Directions — In the data below, find each line that contains the word "mountain" and copy it.

** Opening Records shown block **

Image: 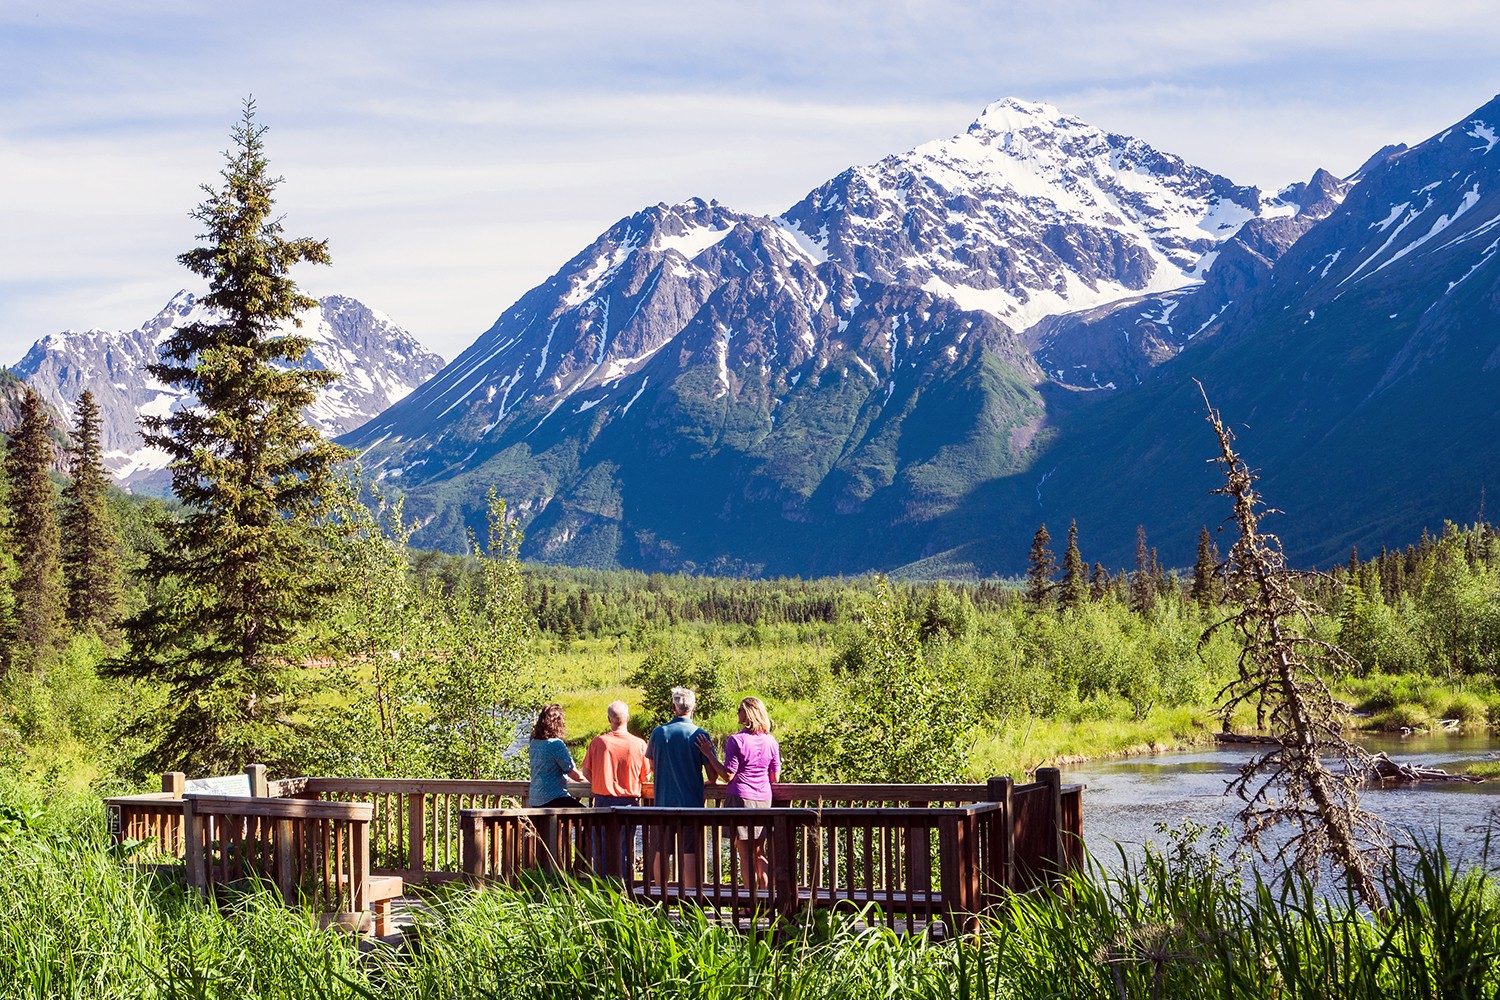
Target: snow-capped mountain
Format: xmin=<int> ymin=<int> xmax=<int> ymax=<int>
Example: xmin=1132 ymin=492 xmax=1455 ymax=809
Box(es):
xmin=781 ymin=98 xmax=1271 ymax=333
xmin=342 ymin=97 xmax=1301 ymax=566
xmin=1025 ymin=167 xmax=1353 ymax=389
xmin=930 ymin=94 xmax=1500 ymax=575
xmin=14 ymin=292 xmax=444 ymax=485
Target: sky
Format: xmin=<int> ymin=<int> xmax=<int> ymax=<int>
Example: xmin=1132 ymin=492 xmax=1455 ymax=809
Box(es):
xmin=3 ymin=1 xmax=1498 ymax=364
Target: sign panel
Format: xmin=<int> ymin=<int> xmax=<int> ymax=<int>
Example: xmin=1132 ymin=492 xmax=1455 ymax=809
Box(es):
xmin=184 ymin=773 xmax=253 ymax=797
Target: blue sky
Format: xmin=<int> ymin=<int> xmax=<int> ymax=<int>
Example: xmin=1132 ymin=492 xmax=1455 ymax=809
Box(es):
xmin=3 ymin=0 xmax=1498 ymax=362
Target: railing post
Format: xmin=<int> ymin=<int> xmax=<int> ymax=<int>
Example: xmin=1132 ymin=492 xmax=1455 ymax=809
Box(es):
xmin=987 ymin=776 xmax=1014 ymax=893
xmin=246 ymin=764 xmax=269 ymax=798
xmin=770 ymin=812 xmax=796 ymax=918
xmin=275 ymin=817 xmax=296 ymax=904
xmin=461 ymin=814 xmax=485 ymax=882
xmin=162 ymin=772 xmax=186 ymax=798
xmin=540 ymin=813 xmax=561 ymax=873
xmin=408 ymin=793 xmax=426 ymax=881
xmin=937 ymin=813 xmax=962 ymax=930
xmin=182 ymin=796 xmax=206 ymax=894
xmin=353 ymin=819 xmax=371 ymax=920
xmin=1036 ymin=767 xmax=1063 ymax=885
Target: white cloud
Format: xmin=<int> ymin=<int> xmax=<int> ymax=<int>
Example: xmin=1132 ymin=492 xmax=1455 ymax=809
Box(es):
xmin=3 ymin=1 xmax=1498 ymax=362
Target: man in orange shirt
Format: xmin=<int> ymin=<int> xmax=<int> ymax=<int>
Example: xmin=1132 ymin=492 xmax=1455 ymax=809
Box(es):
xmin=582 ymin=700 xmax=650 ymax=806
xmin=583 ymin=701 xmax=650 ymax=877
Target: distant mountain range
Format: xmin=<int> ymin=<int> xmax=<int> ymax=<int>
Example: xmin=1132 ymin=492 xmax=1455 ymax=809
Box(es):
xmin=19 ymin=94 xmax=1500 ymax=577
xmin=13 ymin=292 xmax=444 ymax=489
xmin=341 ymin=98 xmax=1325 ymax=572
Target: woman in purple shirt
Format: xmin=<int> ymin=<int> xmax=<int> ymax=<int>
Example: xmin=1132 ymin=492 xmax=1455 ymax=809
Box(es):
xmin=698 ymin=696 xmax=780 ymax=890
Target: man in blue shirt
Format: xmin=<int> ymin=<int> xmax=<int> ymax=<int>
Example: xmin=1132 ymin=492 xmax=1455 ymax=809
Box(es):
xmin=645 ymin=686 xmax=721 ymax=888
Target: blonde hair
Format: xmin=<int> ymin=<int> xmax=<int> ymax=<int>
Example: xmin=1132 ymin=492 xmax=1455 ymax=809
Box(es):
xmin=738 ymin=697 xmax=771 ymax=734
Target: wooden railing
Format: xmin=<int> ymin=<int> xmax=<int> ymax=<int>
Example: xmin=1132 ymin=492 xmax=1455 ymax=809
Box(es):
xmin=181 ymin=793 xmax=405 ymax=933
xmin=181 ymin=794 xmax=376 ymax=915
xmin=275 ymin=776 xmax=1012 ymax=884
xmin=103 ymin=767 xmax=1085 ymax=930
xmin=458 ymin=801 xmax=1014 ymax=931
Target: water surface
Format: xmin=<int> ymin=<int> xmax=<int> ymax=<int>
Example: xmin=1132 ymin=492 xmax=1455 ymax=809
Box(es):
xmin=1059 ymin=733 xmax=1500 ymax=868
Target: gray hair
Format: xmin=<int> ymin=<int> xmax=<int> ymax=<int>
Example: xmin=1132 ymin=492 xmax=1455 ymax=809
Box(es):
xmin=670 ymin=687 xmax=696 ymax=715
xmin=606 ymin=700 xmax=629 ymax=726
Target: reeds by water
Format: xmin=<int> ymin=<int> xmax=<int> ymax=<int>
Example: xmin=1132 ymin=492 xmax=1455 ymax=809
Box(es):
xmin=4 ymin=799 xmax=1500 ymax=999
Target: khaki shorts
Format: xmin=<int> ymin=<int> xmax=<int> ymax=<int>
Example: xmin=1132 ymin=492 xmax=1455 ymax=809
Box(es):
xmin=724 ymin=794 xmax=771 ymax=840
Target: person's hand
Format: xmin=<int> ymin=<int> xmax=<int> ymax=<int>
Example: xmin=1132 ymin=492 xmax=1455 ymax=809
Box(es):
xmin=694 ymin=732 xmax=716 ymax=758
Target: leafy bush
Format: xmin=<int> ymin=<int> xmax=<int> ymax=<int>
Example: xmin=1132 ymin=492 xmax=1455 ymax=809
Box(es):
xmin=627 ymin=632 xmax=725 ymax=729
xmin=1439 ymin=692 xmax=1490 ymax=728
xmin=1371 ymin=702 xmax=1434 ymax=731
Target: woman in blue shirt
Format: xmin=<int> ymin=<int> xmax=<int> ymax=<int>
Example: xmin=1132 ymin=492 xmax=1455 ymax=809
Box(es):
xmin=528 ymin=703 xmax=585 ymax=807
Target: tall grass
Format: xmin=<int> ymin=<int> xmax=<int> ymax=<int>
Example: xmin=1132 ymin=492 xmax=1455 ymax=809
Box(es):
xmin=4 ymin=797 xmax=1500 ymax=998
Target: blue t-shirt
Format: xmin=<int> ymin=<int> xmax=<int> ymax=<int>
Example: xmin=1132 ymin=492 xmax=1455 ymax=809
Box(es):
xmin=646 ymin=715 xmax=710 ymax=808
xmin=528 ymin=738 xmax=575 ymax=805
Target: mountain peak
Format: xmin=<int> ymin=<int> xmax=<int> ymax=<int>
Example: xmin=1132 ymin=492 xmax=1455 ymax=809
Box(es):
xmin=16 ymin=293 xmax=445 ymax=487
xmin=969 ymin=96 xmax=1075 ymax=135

** Closing Records shown block **

Answer section —
Target: snow-capped mountain
Target: distant mountain range
Target: mountain peak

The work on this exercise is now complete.